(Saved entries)
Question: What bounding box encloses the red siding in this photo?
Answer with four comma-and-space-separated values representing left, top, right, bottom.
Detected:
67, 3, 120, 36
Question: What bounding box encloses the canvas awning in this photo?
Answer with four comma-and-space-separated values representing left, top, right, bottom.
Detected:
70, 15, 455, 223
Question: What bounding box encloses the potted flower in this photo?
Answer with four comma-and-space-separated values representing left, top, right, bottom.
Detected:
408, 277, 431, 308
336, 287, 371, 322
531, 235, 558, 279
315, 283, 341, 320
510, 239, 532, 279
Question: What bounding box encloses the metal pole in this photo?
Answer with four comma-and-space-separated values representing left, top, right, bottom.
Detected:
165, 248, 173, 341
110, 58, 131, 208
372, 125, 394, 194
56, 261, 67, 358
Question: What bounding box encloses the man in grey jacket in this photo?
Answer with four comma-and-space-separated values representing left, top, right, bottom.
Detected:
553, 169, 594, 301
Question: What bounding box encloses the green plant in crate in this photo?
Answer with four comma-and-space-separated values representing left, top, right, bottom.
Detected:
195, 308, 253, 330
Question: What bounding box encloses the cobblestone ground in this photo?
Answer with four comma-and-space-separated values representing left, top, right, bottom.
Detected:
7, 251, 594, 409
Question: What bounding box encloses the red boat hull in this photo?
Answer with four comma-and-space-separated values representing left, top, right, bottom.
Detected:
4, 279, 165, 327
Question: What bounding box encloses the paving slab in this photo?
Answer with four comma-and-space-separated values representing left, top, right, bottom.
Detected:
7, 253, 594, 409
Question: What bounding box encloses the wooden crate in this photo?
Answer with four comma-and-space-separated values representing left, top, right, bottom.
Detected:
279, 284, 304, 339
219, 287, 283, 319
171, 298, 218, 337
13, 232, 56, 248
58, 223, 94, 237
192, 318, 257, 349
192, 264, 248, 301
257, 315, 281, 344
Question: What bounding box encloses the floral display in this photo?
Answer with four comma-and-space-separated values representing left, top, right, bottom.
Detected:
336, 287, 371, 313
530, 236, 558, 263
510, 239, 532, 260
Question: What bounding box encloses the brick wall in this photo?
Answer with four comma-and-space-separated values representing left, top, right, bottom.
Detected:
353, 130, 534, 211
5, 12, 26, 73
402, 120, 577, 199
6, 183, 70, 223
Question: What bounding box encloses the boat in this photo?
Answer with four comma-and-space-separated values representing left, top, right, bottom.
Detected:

▸ **EXERCISE**
Rewrite all of the lines above, replacing "Detected" with "Coordinates" wherever it appears and keeping everything else the same.

▸ **EXPECTED ANSWER**
Question: What bounding box encloses the red siding in this photo?
Answer with four comma-and-space-separated values representing left, top, right, bottom.
Coordinates:
67, 3, 120, 36
Question: What bounding box encloses the canvas awning in this photo?
Answer with four comma-and-space-separated values representing left, top, right, bottom.
Coordinates:
70, 15, 455, 223
Question: What bounding box encloses the potted flower in this photo?
Answer with four comma-and-space-separated values representing left, top, right, bottom.
Coordinates:
408, 277, 431, 308
336, 287, 371, 322
531, 235, 558, 279
315, 283, 341, 320
510, 239, 532, 279
Question: What bounding box encloses the metal pole in this photo?
Answer with four comma-and-space-separated values representing left, top, right, bottom.
Coordinates:
165, 248, 173, 341
110, 58, 131, 208
372, 125, 394, 194
56, 261, 67, 358
Question: What bounding box encloses the man in grey jacket in this photo?
Answer with four comma-and-space-separated values representing left, top, right, bottom.
Coordinates:
553, 169, 594, 301
Question: What bounding box encloses the green plant in crate in this photo?
Answer with four comma-and-space-separated values representing left, top, right, bottom.
Coordinates:
195, 308, 253, 330
Question: What bounding box encloses the cobblestone ground in this photo?
Answer with four comma-and-space-separated values representing left, top, right, bottom.
Coordinates:
7, 251, 594, 409
Question: What bounding box encloses the red boat hull in this photo?
Answer with four comma-and-space-separated values representing left, top, right, bottom.
Coordinates:
4, 279, 165, 327
Question: What bounding box encloses the paving slab in this photo?
Answer with four comma-and-space-separated values representing left, top, right, bottom.
Coordinates:
7, 253, 594, 409
Question: What bounding box encloses the wooden crate in this photo?
Answer with four comma-and-space-separated values representing left, top, right, bottom.
Coordinates:
279, 284, 304, 339
219, 287, 283, 319
171, 298, 218, 337
13, 232, 56, 248
58, 223, 94, 237
192, 318, 257, 349
192, 264, 248, 301
257, 315, 281, 344
Question: What bounding box encloses the floral display in this photo?
Answer with four comma-and-space-separated values representing left, top, right, bottom.
Coordinates:
336, 287, 371, 313
530, 236, 558, 263
510, 239, 532, 260
Question: What bounding box encloses the brick wall in this photo?
Answer with four comma-and-space-separated values representing left, top, right, bottom.
Coordinates:
353, 130, 534, 211
5, 12, 26, 73
402, 120, 577, 199
6, 183, 70, 223
Question: What bounding box encloses the boat in this photo?
Answer with four comma-and-space-separated values representing left, top, right, bottom.
Coordinates:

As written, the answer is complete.